■ O que fazer:
Segundo a matéria sobre Gero Camilo, com quem ele se compara ao falar dos seus vários talentos?

■ Trecho citado:
####

InícioPáginas VermelhasGero Camilo lança filme Aldeotas nos cinemas, faz balanço da carreira e...

Gero Camilo lança filme Aldeotas nos cinemas, faz balanço da carreira e se diz esperançoso em relação ao futuro da cultura no Brasil

Está em cartaz nos cinemas brasileiros o longa-metragem Aldeotas, dirigido, roteirizado e protagonizado pelo cearense Gero Camilo. Durante passagem por Fortaleza, ele falou ao O Otimista dos desafios da produção, comentou sobre o momento de transição política atravessado pelo País e defendeu nordestinos dos ataques xenofóbicos 

Danielber Noronha 

danielber@ootimista.com.br

Presente na literatura, na música, no teatro, no cinema e na televisão, Gero Camilo já demonstrou que se adequa em qualquer habitat. No currículo, carrega sucessos nacionais, a exemplo de Cidade de Deus (2002), Carandiru: O Filme (2003) e o remake da novela Gabriela (2012). O cearense, porém, não usa da multiplicidade de talentos para se colocar em um patamar superior. “Me sinto como um feirante, que abre sua barraquinha e tem muitas coisas a oferecer: uma poesia aqui, uma música acolá, uma peça, um filme e uma novela para acontecer”, compara.

####

[Itens de um conjunto de anotações com pontos]
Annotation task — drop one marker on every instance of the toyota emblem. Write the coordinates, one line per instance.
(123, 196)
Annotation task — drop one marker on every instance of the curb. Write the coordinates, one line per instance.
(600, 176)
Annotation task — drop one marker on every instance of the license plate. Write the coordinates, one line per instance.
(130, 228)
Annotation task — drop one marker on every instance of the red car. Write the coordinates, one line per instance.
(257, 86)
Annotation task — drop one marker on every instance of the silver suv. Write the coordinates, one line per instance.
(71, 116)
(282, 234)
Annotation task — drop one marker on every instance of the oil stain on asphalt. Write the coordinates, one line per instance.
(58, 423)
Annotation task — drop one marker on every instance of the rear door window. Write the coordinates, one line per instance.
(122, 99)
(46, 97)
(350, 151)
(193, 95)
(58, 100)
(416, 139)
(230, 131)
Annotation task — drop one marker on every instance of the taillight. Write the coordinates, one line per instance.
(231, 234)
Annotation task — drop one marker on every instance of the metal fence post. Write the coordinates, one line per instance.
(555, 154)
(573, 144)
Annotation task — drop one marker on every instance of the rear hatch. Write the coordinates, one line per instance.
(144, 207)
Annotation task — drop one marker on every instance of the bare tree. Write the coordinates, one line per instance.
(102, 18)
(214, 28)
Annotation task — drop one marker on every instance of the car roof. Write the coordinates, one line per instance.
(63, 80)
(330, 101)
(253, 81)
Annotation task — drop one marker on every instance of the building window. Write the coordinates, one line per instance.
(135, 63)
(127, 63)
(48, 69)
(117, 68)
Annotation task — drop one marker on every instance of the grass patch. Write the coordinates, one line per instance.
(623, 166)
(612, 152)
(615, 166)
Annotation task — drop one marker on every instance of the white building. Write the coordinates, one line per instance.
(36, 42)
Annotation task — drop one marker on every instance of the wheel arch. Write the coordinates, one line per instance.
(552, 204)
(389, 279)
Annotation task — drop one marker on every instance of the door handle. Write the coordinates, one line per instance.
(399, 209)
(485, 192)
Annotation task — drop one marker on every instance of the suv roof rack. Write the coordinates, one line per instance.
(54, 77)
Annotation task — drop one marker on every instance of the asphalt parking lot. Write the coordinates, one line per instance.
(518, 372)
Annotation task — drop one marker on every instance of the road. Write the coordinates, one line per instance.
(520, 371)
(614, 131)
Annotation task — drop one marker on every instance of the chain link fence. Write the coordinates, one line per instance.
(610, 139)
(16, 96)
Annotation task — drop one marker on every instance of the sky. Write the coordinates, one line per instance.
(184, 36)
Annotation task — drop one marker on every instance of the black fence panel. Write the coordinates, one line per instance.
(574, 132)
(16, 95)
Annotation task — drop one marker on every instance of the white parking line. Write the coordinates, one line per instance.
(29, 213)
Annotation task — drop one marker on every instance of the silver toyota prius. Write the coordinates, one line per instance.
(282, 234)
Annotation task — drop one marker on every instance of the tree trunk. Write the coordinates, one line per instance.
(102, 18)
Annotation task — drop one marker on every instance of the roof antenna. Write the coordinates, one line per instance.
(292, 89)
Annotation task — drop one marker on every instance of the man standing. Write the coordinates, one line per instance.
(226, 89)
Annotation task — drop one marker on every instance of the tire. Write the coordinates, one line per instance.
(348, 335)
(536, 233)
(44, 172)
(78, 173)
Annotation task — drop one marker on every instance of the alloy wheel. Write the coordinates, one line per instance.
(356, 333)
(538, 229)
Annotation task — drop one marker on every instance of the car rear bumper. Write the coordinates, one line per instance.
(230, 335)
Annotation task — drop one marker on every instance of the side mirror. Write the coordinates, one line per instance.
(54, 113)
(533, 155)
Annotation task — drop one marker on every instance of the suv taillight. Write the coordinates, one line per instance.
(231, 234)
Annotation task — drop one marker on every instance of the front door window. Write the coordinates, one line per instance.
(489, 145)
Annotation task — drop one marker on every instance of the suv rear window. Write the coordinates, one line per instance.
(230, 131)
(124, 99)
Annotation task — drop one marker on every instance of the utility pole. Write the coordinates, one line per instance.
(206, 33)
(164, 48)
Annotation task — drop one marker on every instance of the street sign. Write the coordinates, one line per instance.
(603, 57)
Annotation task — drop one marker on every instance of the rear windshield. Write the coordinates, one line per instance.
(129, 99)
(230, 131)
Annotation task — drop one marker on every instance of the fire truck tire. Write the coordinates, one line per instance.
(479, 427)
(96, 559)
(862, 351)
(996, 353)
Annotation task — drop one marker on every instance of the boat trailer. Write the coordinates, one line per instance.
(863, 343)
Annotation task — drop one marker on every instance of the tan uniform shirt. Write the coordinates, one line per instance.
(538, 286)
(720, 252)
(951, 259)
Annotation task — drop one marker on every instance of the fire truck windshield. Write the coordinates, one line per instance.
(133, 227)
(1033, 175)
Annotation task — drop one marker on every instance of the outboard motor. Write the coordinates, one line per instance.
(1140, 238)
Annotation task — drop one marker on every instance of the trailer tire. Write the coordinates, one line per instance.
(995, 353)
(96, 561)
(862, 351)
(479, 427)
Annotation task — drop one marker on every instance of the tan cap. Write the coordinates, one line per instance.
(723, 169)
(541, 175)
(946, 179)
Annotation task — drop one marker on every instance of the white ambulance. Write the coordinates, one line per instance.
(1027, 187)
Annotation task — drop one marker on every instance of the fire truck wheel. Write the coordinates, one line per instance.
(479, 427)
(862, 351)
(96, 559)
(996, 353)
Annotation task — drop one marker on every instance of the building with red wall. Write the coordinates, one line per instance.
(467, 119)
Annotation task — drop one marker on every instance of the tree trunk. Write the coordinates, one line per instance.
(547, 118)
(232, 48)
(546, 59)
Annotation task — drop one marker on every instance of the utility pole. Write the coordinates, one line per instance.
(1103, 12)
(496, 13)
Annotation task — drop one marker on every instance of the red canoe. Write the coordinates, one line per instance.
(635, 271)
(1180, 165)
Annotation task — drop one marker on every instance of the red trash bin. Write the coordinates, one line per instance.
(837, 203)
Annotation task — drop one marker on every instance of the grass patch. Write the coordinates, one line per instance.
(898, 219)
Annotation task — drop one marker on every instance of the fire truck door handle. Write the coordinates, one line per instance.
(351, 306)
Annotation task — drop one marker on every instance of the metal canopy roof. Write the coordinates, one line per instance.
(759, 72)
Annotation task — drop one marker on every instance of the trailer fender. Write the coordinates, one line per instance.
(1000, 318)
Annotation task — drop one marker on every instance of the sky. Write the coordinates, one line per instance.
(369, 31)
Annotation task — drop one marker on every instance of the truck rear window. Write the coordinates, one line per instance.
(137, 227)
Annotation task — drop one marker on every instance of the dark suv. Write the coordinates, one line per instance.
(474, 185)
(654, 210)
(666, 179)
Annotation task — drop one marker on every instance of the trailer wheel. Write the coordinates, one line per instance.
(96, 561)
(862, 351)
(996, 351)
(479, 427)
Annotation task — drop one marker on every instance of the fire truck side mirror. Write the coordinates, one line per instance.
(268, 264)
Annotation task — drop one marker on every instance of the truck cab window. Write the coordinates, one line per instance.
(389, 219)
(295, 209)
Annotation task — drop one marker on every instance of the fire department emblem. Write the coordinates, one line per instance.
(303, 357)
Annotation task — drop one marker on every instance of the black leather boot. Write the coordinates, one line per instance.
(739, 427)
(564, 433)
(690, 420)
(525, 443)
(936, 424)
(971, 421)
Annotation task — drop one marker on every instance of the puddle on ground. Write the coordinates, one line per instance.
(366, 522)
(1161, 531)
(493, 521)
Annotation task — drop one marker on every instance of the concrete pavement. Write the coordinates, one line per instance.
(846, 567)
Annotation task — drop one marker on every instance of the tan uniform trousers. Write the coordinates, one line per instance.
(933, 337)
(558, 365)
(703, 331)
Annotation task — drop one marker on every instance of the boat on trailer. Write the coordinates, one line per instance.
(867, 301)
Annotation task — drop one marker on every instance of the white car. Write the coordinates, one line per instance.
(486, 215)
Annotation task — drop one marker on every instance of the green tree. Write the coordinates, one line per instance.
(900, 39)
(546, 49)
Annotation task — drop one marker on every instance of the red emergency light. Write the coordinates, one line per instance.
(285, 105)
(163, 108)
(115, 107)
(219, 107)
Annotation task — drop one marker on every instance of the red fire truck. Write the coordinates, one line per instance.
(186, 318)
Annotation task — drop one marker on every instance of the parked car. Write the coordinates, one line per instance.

####

■ Resposta:
Com um feirante que abre sua barraquinha e tem muitas coisas a oferecer.